TEXT BLOCK:
──────────────────────────────
Error Correcting Codes

An (N, K) error correcting code (ECC) C, over an alphabet Q, includes Q^Kvectors of length N. A linear (N, K) ECC can be described either by using a generator matrix G, with N rows and K columns, or by using a parity check matrix H, with N-K rows and N columns. The name ‘generator matrix’ is based on the fact that a codeword expressed as a vector w, can be generated from any length K input row vector v, by right multiplying the vector v by the matrix G according to w=vG. Similarly, to check if the vector w is a codeword, one can check whether Hw^T=0, where a column vector w^Tis a transpose of the row w.

In the standard use of error correcting codes, an input vector v is encoded into the vector w, and either stored or transmitted. If a corrupted version of the vector w is received, a decoder uses redundancy in the code to correct for errors. Intuitively, the error capability of the code depends on the amount of redundancy in the code.

Slepian-Wolf, Wyner-Ziv, and Syndrome Codes

In some sense, a Slepian-Wolf (SW) code is the opposite of an error correcting code. While an error correcting code adds redundancy and expands the data, the SW code removes redundancy and compresses the data. Specifically, vectors x and y represent vectors of correlated data. If an encoder desires to communicate the vector x to a decoder that already has the vector y, then the encoder can compress the data to take into account the fact that the decoder has the vector y.

For an extreme example, if the vectors x and y are different by only one bit, then the encoder can achieve compression by simply describing the vector x, and the location of the difference. Of course, more sophisticated codes are required for more realistic correlation models.

The basic theory of SW coding, as well as a related Wyner-Ziv (WZ) coding, are described by Slepian and Wolf in “Noiseless coding of correlated information sources,” IEEE Transactions on Information Theory, Vol. 19, pp. 471-480, July 1973, and Wyner and Ziv in “The rate-distortion function for source coding with side information at the decoder,” IEEE Transactions on Information Theory, Vol. 22, pp. 1-10, January 1976. More recently, Pradhan and Ramchandran described a practical implementation of such codes in “Distributed Source Coding Using Syndromes (DISCUS): Design and Construction,” IEEE Transactions on Information Theory, Vol. 49, pp. 626-643, March 2003.

Essentially, the syndrome codes work by using a parity check matrix H with N-K rows and N columns. To compress a binary vector x of length N to a syndrome vector of length K, determine S=Hx. Decoding often depends on details of the particular syndrome code used. For example, if the syndrome code is trellis based, then various dynamic programming based search algorithms such as the well known Viterbi algorithm can be used to find the mostly likely source sequence X corresponding to the syndrome S, and a sequence of side information as described by Pradhan et al.

Alternatively, if low density parity check syndrome codes are used, then belief propagation decoding can be applied as described in “On some new approaches to practical Slepian-Wolf compression inspired by channel coding” by Coleman et al., in Proceedings of the Data Compression Conference, March, 2004, pages 282-291.

Prior Art

Prior art related to the current invention falls into two categories. First, there is a great deal of prior art describing the detailed feature extraction, recording, and use of biometric parameters unrelated to the secure storage of such biometric parameters. Because our invention is concerned with secure storage, and largely independent of the details of how the biometric parameters are acquired, details of this category of prior art are omitted.
──────────────────────────────
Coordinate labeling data

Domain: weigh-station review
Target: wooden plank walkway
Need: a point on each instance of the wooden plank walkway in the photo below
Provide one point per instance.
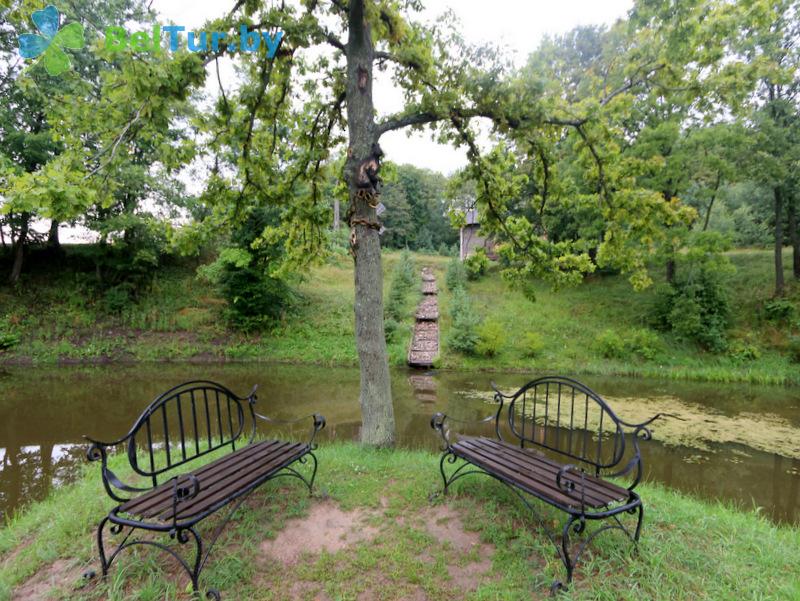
(425, 342)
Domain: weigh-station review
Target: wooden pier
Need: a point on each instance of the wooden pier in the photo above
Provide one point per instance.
(425, 342)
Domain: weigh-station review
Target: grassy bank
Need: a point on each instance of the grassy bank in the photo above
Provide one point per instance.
(570, 322)
(180, 318)
(395, 544)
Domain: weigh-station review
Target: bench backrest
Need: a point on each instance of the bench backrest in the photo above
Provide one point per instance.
(567, 417)
(187, 422)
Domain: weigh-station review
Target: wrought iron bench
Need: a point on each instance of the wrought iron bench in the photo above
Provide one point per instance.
(567, 419)
(183, 424)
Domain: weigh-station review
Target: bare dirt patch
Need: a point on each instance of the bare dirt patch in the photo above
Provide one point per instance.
(56, 575)
(416, 594)
(326, 527)
(445, 524)
(307, 590)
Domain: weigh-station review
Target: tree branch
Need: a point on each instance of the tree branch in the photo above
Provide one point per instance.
(401, 121)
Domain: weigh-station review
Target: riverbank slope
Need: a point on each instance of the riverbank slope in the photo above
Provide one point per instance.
(371, 532)
(53, 320)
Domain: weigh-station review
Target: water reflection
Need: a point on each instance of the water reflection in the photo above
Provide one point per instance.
(44, 413)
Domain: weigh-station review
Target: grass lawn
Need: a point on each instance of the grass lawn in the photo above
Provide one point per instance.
(180, 318)
(371, 532)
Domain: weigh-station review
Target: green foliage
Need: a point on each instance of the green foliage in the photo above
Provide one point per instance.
(641, 342)
(611, 345)
(794, 349)
(456, 275)
(780, 310)
(249, 275)
(743, 351)
(696, 306)
(415, 216)
(9, 336)
(532, 344)
(491, 338)
(396, 307)
(463, 335)
(476, 264)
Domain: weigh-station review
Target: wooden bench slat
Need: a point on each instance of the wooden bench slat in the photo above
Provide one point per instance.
(238, 483)
(147, 500)
(547, 474)
(218, 474)
(593, 483)
(523, 469)
(494, 464)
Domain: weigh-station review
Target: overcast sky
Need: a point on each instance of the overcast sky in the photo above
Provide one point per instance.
(518, 25)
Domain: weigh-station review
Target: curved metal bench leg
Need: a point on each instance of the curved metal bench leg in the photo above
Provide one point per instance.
(182, 536)
(293, 473)
(451, 458)
(578, 525)
(639, 523)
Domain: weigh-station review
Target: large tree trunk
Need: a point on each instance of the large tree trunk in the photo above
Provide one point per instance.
(779, 284)
(794, 236)
(53, 243)
(670, 271)
(361, 169)
(19, 249)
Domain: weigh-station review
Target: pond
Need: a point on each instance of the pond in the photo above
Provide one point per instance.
(738, 443)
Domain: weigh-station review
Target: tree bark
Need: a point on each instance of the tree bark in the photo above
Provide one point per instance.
(670, 272)
(19, 249)
(794, 236)
(53, 243)
(779, 283)
(361, 169)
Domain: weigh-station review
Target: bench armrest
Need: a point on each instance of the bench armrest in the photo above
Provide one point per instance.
(111, 482)
(439, 422)
(318, 424)
(569, 487)
(639, 432)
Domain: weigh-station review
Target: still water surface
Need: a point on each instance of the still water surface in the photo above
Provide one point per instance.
(45, 411)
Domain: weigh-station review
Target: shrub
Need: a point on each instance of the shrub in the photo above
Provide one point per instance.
(8, 337)
(491, 337)
(611, 345)
(476, 264)
(779, 310)
(463, 336)
(794, 349)
(532, 344)
(696, 306)
(245, 274)
(456, 276)
(743, 351)
(642, 342)
(645, 343)
(118, 298)
(256, 301)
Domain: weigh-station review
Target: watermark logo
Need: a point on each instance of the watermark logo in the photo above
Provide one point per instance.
(118, 39)
(50, 42)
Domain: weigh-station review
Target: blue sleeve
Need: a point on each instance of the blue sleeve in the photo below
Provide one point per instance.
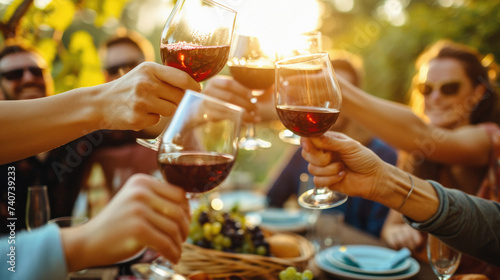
(33, 255)
(465, 222)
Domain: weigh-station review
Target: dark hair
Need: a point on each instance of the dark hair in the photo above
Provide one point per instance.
(487, 109)
(14, 48)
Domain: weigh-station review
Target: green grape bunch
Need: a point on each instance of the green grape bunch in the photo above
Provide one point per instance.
(226, 231)
(291, 273)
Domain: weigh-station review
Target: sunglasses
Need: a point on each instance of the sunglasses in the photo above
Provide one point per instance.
(448, 88)
(114, 70)
(17, 74)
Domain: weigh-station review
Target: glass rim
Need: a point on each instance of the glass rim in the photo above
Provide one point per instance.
(36, 187)
(221, 6)
(215, 100)
(301, 58)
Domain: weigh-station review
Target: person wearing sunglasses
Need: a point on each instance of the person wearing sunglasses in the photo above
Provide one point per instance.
(118, 154)
(24, 75)
(449, 134)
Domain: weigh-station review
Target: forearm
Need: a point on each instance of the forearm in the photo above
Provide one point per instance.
──────────────────────────────
YOUR TASKS:
[a] According to the passage on error correcting codes, how many rows and columns does the generator matrix G have?
[b] From the passage on error correcting codes, print the stretch that begins at the words "The basic theory" and stops after "626-643, March 2003.".

TASK-BY-TASK SOLUTIONS:
[a] N rows and K columns.

[b]
The basic theory of SW coding, as well as a related Wyner-Ziv (WZ) coding, are described by Slepian and Wolf in “Noiseless coding of correlated information sources,” IEEE Transactions on Information Theory, Vol. 19, pp. 471-480, July 1973, and Wyner and Ziv in “The rate-distortion function for source coding with side information at the decoder,” IEEE Transactions on Information Theory, Vol. 22, pp. 1-10, January 1976. More recently, Pradhan and Ramchandran described a practical implementation of such codes in “Distributed Source Coding Using Syndromes (DISCUS): Design and Construction,” IEEE Transactions on Information Theory, Vol. 49, pp. 626-643, March 2003.